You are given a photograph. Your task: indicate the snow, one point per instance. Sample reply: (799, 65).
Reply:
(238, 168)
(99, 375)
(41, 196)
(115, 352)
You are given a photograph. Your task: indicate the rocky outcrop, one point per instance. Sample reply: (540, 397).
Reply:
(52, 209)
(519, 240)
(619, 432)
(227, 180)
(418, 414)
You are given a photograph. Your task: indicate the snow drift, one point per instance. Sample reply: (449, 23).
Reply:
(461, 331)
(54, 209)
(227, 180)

━━━━━━━━

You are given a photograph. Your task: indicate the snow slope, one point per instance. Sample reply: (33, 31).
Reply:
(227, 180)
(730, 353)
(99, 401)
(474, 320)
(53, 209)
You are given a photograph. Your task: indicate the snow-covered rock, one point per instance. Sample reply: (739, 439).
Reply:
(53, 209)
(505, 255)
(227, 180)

━━━━━━━━

ACTION ITEM: What lines of the material above contain "Sample"? Return each of them.

SOLVED PROBLEM:
You are given a photograph. Your task: indicate the snow, one point per instance. Sample reply: (799, 65).
You are given a photograph. Your task: indicate the rocky outcrop, one point per instance. Sample reply: (540, 397).
You are given a photograph. Your task: indicate the snow drift, one point per instance. Sample reply: (449, 23).
You are given a photograph. Your task: indicate the snow slope, one point per instance. Sample reply: (33, 31).
You are given a photograph. Your task: indicate the snow-covered rock, one point per instance. Sample reply: (739, 439).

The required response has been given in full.